▼

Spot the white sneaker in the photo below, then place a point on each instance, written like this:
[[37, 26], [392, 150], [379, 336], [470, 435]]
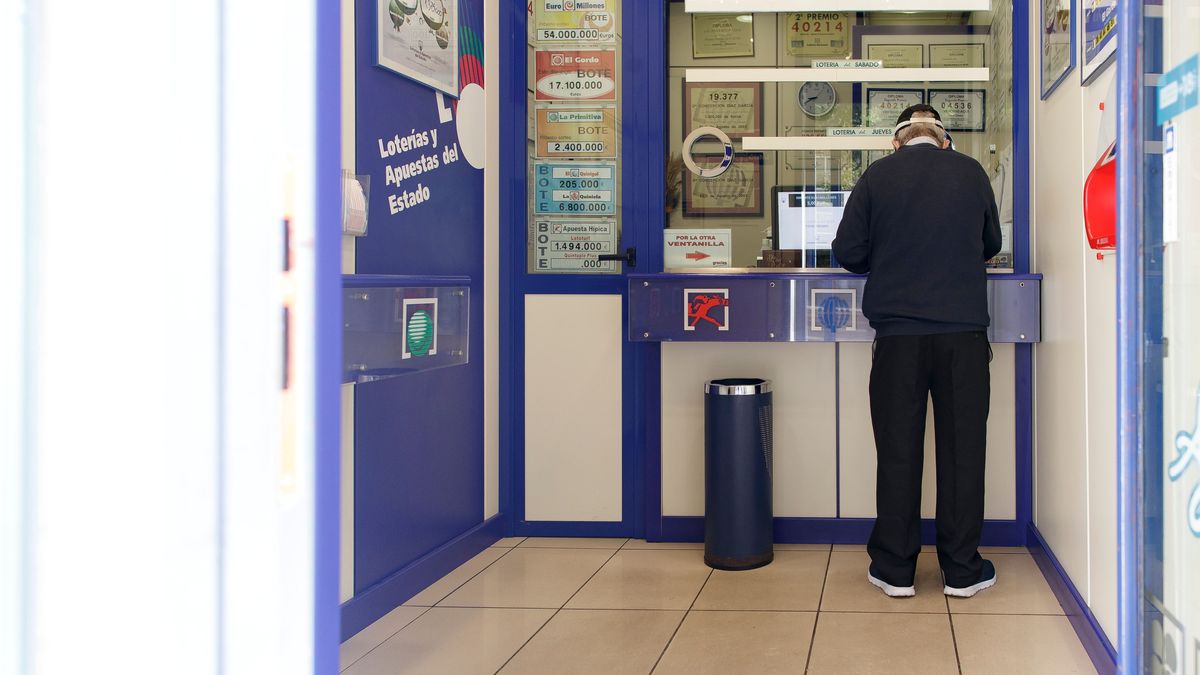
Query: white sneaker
[[888, 589]]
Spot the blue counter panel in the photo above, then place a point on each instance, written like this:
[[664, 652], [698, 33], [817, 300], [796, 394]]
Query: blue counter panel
[[796, 308]]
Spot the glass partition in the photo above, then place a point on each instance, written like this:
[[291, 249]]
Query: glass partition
[[774, 115]]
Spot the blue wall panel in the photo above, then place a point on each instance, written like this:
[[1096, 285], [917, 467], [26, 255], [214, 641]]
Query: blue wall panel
[[419, 440]]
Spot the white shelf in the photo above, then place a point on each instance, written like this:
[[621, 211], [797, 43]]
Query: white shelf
[[732, 6], [816, 143], [838, 75]]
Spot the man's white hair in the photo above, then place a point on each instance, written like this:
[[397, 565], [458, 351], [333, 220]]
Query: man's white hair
[[922, 124]]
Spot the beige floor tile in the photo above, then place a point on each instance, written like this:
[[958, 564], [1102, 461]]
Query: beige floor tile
[[1019, 644], [531, 578], [377, 633], [448, 584], [739, 641], [642, 544], [571, 543], [598, 640], [1020, 589], [645, 579], [883, 643], [847, 590], [993, 550], [461, 640], [846, 548], [792, 581], [508, 542], [802, 547]]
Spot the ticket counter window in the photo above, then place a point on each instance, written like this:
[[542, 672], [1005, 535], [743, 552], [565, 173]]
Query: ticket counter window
[[774, 117]]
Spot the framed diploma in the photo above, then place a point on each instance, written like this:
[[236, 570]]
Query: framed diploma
[[715, 36], [1057, 43], [735, 193], [898, 55], [960, 109], [736, 108], [1099, 27], [957, 57], [575, 132], [819, 35], [419, 40], [883, 106]]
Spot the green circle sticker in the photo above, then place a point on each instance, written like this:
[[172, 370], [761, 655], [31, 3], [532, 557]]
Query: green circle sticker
[[420, 333]]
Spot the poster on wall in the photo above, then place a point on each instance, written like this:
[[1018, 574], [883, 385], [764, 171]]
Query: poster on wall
[[419, 40], [574, 21], [735, 107], [883, 106], [721, 35], [737, 192], [1099, 36], [819, 35], [1057, 43], [961, 109]]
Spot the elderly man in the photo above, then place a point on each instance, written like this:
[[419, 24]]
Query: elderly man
[[922, 223]]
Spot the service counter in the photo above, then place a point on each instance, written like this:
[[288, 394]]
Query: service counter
[[796, 308], [714, 326]]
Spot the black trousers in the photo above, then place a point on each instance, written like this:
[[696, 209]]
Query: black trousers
[[905, 371]]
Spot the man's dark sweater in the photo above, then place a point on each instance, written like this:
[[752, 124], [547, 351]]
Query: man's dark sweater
[[922, 222]]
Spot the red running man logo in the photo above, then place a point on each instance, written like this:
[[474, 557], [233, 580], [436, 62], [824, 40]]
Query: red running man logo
[[702, 304]]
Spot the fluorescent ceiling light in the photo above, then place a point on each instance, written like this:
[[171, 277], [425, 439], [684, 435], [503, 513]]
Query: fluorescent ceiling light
[[742, 6]]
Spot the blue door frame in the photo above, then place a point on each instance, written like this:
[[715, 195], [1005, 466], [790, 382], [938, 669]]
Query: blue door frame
[[643, 131]]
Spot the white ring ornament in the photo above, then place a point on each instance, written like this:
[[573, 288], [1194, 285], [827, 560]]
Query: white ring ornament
[[696, 135]]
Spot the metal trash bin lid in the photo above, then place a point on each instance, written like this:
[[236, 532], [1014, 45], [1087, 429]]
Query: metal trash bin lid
[[737, 387]]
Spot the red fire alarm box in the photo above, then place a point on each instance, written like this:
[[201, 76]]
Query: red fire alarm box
[[1101, 201]]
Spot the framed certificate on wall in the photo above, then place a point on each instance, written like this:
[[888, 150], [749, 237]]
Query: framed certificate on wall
[[733, 107], [966, 55], [1057, 47], [715, 36], [883, 106], [960, 109], [735, 193], [898, 55]]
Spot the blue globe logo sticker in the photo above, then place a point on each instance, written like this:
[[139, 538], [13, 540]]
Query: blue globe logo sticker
[[419, 333], [834, 314]]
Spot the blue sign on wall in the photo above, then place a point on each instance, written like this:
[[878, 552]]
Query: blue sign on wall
[[1179, 91], [576, 189]]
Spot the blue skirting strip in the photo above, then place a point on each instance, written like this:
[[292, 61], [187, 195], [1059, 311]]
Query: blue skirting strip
[[1081, 619], [373, 603], [839, 531]]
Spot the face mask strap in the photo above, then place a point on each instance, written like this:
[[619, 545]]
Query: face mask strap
[[919, 120]]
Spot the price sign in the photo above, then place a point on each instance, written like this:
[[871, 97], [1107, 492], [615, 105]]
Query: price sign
[[576, 132], [573, 245], [961, 111], [574, 21], [819, 34], [574, 189], [575, 75]]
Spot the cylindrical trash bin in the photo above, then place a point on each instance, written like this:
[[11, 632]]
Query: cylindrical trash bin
[[738, 527]]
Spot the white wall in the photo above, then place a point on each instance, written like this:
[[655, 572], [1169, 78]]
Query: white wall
[[1075, 363]]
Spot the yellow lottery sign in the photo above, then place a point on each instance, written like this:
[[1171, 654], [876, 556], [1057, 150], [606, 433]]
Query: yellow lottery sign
[[575, 21], [819, 34]]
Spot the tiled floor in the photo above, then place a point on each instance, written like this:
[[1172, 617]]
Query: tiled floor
[[616, 605]]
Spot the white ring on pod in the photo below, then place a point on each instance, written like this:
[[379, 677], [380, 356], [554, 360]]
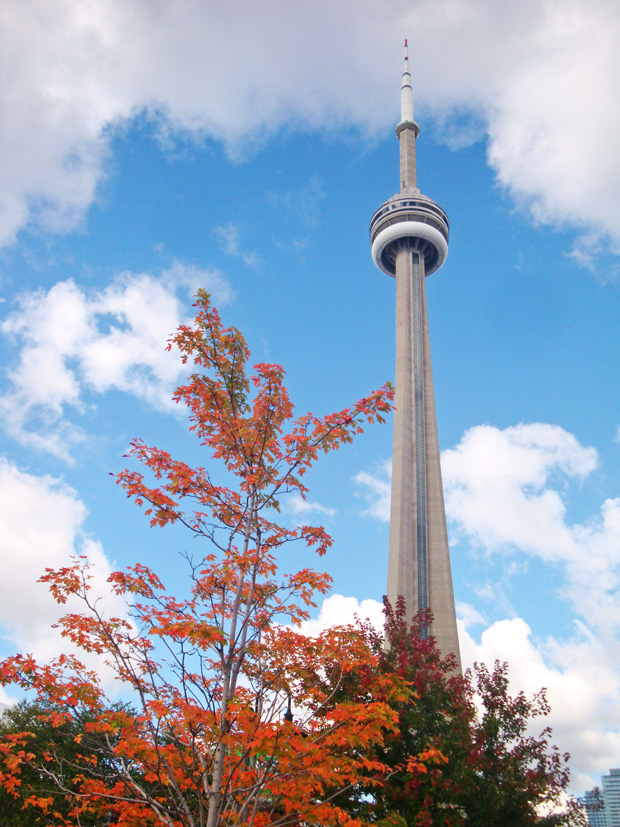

▲

- _WHAT THE EXERCISE ASKS_: Render all of the rows above as a numbered list with no blank lines, and leave the pictures out.

- _WRITTEN ANSWER_:
1. Spot the white sneaker in the photo below, then place a point on each instance, written like this:
2. [[37, 26], [392, 150], [379, 336], [470, 435]]
3. Query: white sneaker
4. [[888, 589]]
5. Spot the blue counter panel in the photo above, then place a point on each instance, written like this:
6. [[664, 652], [698, 33], [817, 300], [796, 394]]
7. Query: blue counter panel
8. [[796, 308]]
9. Spot the glass partition in the photo above, then place a point on each instance, written like this:
10. [[291, 249]]
11. Query: glass partition
12. [[774, 115]]
13. Spot the blue wall panel in the photo above, then place a point on each instance, written like this:
14. [[1096, 285], [917, 467], [26, 255], [214, 641]]
15. Query: blue wall panel
16. [[419, 440]]
17. Spot the white shelf in the photo above, then place a point on each instance, written like this:
18. [[621, 211], [797, 43]]
19. Query: white shelf
20. [[732, 6], [816, 143], [838, 75]]
21. Spot the man's white hair in the photo above, then place a point on each instance, written like this:
22. [[397, 565], [458, 351], [333, 220]]
23. Query: man's white hair
24. [[922, 124]]
25. Spot the beige floor tile in the photo above, then place a point on each instance, written like this:
26. [[958, 564], [1102, 461]]
27. Query: beige floor tile
28. [[1019, 644], [531, 578], [377, 633], [448, 584], [739, 641], [642, 544], [571, 543], [598, 640], [1020, 589], [645, 579], [883, 643], [847, 590], [993, 550], [461, 640], [846, 548], [792, 581], [508, 542], [802, 547]]
29. Spot the ticket counter window in the photo above, then place a point on each instance, written like this:
30. [[542, 672], [1005, 535], [743, 552], [565, 173]]
31. Query: ticket counter window
32. [[774, 117]]
33. Spot the framed diploma in the photo above, then place a point on each instance, written like this:
34. [[236, 570]]
35. Query: framed diploma
36. [[715, 36], [1057, 43], [735, 193], [898, 55], [960, 109], [736, 108], [1099, 27], [957, 57], [575, 132], [819, 35], [419, 40], [883, 106]]
37. Spot the green circle sticker in the photo above, then place a point on each instance, written like this:
38. [[172, 370], [761, 655], [31, 3], [532, 557]]
39. Query: green circle sticker
40. [[420, 333]]
41. Spot the poster on wall in the photo above, then place a point on each instance, written like this:
42. [[1018, 574], [883, 385], [764, 171]]
43. Query: poster on wall
44. [[419, 40], [574, 21], [735, 107], [883, 106], [721, 35], [737, 192], [1099, 36], [819, 35], [1057, 43], [961, 109]]
45. Spot the elderly man in the photo above, then place a point on each instance, written like this:
46. [[419, 24]]
47. Query: elderly man
48. [[922, 223]]
49. Spot the service counter in the photo above, then place a point on each instance, written like this:
50. [[288, 394]]
51. Query: service counter
52. [[796, 308], [714, 326]]
53. Spot the black trousers in the photo above, then place a point on each instance, written like this:
54. [[696, 209]]
55. Query: black trousers
56. [[905, 371]]
57. Spot the man's dark sweater in the photo above, then place a point on each instance, written like this:
58. [[752, 124], [547, 351]]
59. Query: man's dark sweater
60. [[922, 222]]
61. Spot the red running man logo in the photo above, then place a point on each instance, written like this:
62. [[474, 557], [233, 580], [436, 62], [824, 40]]
63. Query: red running man logo
64. [[702, 304]]
65. Spot the fluorescent ceiling light in the photo above, then place a point on each instance, written like this:
66. [[171, 277], [425, 439], [684, 435], [503, 513]]
67. Query: fluorescent ceiling light
68. [[742, 6]]
69. Spot the blue door frame in the photo above, then place a point on each instance, written like this:
70. [[715, 195], [1005, 466], [790, 382], [938, 669]]
71. Query: blue door frame
72. [[643, 131]]
73. Spot the white ring ornament in the photo above, then place a point on each instance, written like this:
74. [[573, 288], [1194, 285], [827, 560]]
75. Query: white ring ornament
76. [[696, 135]]
77. Spot the metal trash bin lid in the photo above, then place a point on each instance, written like this:
78. [[236, 532], [1014, 45], [1087, 429]]
79. Query: metal trash bin lid
80. [[737, 387]]
81. Spot the red fire alarm box in the photo above, then place a point on each instance, written like this:
82. [[201, 76]]
83. Query: red fire alarm box
84. [[1101, 201]]
85. Spot the framed certificate on wall in the photo above, then place a point on each instance, written like this:
86. [[888, 150], [749, 237]]
87. Query: framed certificate on wall
88. [[733, 107], [966, 55], [1057, 47], [715, 36], [883, 106], [960, 109], [735, 193], [898, 55]]
89. Spot the blue globe logo sticker in the photo above, then place a point on each instance, written like this:
90. [[139, 538], [13, 540]]
91. Query: blue globe logo sticker
92. [[419, 333], [834, 314]]
93. Spot the blue sign on wall in the photo above, then place a point on each instance, written like this:
94. [[878, 552]]
95. Query: blue sign on wall
96. [[1179, 91], [576, 189]]
97. Spot the blue skirting strip in the photo above, then place a point on each instance, written like this:
98. [[292, 61], [187, 195], [1059, 311]]
99. Query: blue skirting strip
100. [[1081, 619], [373, 603], [839, 531]]
101. Spot the face mask strap in the photo above, then place a point on each instance, written like this:
102. [[619, 545]]
103. Query: face mask strap
104. [[919, 120]]
105. Spot the price sign in the photo above, then place a point on each instance, written like this:
106. [[871, 97], [1107, 492], [615, 105]]
107. Query: price sign
108. [[576, 132], [573, 245], [961, 111], [574, 21], [819, 34], [574, 189], [575, 75]]
109. Spot the cylindrical trash bin in the photo above, then place a point on each instance, written like this:
110. [[11, 632]]
111. Query: cylindrical trash bin
112. [[738, 527]]
113. Spot the white wall in the photo above, then place a point on each instance, written like this:
114. [[655, 572], [1169, 78]]
115. Query: white wall
116. [[1075, 363]]
117. Spot the yellow lottery sign in the photo above, then place a point on each instance, written like this:
118. [[1171, 654], [876, 556], [1057, 150], [606, 433]]
119. Query: yellow lottery sign
120. [[575, 21], [819, 34]]
121. Spot the tiled floor in the photo above, then place a point on each instance, written like this:
122. [[1172, 617]]
123. Query: tiled floor
124. [[616, 605]]
125. Spot the white ring on pod in the photo below, then place a point on each instance, written like this:
126. [[379, 677], [380, 356], [554, 360]]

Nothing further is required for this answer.